_AIM OF THE TASK_:
Extract every line of the listing below that contains the string "cleat".

_DATASET EXTRACT_:

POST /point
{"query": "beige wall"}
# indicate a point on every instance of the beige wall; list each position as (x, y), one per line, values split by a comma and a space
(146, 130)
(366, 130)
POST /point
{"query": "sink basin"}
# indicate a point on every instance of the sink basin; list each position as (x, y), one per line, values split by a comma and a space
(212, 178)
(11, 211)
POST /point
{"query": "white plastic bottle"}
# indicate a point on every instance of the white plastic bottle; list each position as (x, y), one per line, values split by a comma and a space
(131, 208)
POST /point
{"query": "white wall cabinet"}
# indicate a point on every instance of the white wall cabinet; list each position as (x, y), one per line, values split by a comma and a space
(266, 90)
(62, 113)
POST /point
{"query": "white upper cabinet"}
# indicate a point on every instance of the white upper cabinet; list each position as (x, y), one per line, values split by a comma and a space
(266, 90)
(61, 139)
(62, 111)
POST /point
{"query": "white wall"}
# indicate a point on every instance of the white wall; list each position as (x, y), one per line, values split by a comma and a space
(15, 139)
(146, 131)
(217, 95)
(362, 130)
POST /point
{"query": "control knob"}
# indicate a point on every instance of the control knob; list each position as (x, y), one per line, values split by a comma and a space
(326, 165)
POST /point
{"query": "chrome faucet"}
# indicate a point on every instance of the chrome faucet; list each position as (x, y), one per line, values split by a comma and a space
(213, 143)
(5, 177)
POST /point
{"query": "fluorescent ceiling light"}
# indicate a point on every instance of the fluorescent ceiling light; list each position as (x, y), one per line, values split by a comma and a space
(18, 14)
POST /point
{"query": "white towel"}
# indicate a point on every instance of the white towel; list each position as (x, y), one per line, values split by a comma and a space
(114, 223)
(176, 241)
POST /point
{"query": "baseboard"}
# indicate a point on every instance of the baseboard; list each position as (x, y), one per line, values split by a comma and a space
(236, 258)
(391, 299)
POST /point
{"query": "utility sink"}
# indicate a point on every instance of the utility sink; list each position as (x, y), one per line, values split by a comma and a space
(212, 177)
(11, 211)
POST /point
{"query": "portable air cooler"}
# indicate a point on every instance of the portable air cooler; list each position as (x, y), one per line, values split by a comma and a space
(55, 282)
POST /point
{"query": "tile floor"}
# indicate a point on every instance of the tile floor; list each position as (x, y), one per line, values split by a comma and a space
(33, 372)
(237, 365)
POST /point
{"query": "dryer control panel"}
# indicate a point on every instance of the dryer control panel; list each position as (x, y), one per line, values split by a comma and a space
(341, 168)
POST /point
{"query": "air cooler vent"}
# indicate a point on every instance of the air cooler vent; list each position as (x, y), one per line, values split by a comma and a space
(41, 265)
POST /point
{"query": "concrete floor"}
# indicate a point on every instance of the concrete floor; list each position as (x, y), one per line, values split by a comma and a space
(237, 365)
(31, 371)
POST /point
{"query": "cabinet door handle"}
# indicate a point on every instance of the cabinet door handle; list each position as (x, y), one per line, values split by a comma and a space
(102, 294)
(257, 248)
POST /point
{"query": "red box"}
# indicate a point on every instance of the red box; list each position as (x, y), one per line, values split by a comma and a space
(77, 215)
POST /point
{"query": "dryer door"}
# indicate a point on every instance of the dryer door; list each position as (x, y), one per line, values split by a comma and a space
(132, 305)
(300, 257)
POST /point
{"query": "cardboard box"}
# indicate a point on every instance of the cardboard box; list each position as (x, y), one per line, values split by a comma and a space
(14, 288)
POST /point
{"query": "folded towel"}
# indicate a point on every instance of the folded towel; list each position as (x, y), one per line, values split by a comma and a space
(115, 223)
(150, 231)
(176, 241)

* * *

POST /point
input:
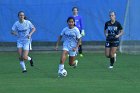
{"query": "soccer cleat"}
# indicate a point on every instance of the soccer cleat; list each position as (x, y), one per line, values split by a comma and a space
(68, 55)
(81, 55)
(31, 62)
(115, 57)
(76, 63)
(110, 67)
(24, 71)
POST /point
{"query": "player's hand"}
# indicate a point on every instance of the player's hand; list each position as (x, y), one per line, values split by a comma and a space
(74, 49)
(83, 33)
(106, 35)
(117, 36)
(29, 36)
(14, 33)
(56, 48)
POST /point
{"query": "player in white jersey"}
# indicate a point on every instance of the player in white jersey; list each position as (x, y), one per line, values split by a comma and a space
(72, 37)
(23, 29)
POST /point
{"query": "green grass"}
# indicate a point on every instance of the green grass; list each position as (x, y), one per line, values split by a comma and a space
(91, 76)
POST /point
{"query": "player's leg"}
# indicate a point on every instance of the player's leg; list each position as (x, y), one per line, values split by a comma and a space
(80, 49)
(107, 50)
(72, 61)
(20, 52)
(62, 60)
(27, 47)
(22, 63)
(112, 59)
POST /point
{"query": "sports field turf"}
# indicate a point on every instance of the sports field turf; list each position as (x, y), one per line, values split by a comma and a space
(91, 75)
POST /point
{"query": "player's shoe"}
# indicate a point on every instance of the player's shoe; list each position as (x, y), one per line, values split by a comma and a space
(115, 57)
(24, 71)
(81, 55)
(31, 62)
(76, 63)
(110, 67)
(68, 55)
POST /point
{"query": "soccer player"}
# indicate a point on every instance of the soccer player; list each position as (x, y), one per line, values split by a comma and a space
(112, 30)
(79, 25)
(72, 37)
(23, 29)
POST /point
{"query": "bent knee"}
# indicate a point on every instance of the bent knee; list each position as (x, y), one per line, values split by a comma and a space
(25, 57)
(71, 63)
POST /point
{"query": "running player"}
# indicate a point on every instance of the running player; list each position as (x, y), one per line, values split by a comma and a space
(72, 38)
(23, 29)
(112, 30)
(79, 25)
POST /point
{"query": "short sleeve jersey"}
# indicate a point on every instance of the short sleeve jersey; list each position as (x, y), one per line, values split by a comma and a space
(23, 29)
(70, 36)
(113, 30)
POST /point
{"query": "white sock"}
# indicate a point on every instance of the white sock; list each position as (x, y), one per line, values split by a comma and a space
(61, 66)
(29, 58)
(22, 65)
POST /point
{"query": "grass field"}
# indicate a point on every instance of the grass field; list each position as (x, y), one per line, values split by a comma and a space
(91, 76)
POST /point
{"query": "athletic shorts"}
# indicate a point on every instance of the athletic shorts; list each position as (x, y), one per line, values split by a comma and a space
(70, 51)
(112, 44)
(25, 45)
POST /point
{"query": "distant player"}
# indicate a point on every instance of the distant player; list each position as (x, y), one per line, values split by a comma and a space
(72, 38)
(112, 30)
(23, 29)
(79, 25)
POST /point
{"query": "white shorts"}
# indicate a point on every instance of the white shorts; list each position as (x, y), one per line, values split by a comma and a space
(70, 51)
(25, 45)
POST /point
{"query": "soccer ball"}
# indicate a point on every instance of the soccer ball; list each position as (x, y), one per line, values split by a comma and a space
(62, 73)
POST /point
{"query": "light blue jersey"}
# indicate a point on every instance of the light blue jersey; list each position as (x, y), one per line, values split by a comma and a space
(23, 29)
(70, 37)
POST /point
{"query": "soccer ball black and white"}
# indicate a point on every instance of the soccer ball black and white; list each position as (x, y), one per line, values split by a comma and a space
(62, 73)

_WORKED SOLUTION_:
{"query": "soccer cleat"}
# indicate a point on every instance of the soccer cleat; list each position as (x, y), one per line, values split by a comma and a space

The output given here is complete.